What the task asks:
Render the items below as a JSON list of strings, with one string for each line and no strings for blank lines. Leave the pictures out of the list.

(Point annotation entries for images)
################

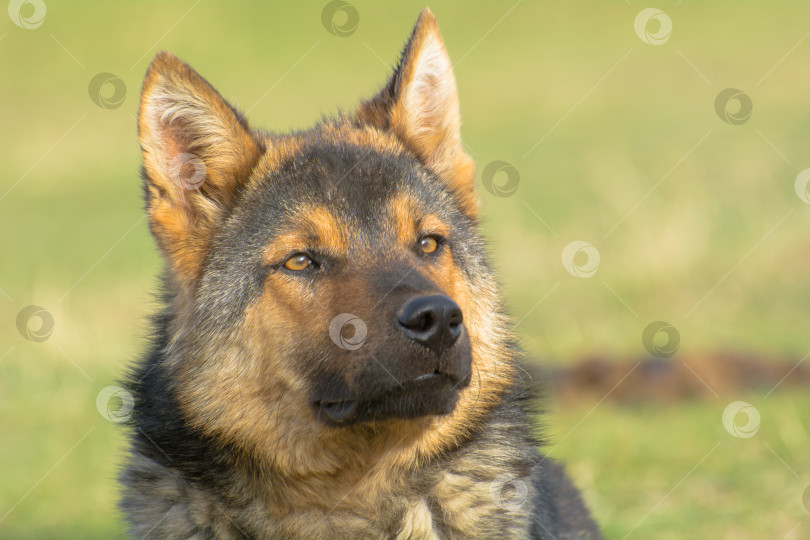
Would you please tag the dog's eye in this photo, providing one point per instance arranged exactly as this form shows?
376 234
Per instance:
429 244
298 262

################

Result for this exercise:
[
  "Would you please tag the dog's eye in this photo, providing one point per instance arranged exactly as this form shows?",
  "376 234",
  "Per instance:",
  "429 244",
  "298 262"
]